- **About this exercise**:
Leave out the pictures, and print exactly the lines from the one holding "Target: black metal pole" through the last line of the material.

- **Data for analysis**:

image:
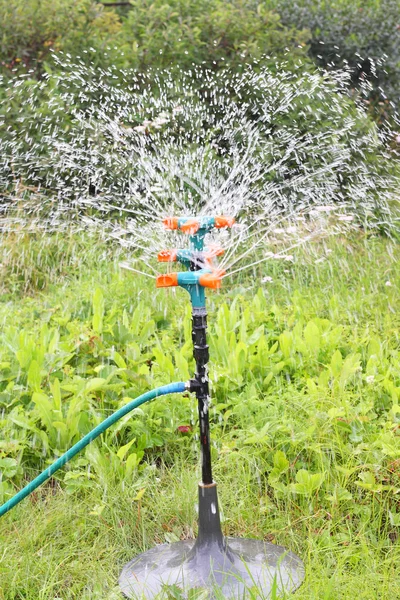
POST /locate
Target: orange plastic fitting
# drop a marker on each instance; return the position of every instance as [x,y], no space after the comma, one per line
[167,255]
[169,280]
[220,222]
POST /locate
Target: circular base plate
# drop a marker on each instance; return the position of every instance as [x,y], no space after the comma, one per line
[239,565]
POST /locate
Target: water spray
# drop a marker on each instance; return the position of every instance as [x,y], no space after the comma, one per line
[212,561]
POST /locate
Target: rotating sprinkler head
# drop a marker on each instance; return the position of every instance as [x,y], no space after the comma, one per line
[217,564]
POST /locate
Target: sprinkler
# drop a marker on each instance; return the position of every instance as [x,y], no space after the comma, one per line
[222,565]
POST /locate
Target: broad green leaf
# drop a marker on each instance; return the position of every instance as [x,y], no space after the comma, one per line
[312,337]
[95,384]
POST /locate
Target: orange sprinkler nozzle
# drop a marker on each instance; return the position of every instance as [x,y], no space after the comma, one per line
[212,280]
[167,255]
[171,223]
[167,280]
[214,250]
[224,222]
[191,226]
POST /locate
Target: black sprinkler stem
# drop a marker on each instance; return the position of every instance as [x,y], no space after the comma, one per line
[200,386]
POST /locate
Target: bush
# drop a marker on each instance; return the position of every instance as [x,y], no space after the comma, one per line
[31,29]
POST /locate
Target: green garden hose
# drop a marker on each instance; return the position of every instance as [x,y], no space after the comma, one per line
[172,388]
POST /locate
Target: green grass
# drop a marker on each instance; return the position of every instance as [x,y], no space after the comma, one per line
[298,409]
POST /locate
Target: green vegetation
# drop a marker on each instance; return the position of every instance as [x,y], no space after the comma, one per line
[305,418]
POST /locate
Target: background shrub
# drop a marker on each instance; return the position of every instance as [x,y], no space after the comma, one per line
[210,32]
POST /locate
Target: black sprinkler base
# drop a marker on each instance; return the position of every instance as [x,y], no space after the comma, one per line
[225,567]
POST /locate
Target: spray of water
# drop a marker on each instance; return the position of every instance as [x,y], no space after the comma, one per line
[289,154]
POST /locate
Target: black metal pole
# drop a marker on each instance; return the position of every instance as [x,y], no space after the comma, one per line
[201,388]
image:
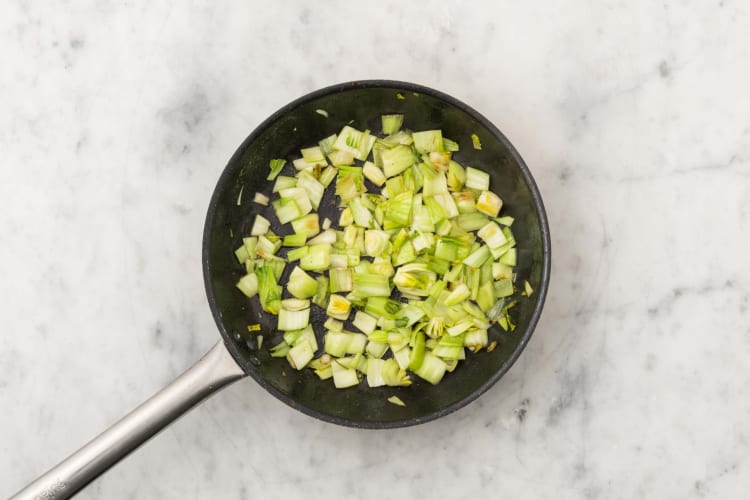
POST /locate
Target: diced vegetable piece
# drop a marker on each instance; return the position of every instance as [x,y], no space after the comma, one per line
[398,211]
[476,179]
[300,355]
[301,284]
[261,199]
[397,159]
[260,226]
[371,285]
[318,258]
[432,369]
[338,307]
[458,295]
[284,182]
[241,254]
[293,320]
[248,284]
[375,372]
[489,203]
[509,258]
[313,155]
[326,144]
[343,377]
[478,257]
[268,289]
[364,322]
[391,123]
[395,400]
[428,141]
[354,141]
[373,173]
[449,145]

- **Response for this exercise**:
Target: black metal pole
# drop a marker on each instance; return the position of every instance as [x,y], no space after the comma, one per line
[201,388]
image:
POST /locate
Target: diced vegetable piece
# drop a marker on each instance; return the position of every instance as [x,y], no space after the comma, one per line
[398,211]
[476,179]
[300,355]
[301,284]
[261,199]
[397,159]
[260,226]
[371,285]
[318,258]
[432,369]
[338,307]
[458,295]
[284,182]
[241,254]
[293,320]
[248,284]
[375,372]
[489,203]
[509,258]
[313,155]
[326,144]
[343,377]
[478,257]
[268,289]
[364,322]
[391,123]
[395,400]
[428,141]
[354,141]
[373,173]
[449,145]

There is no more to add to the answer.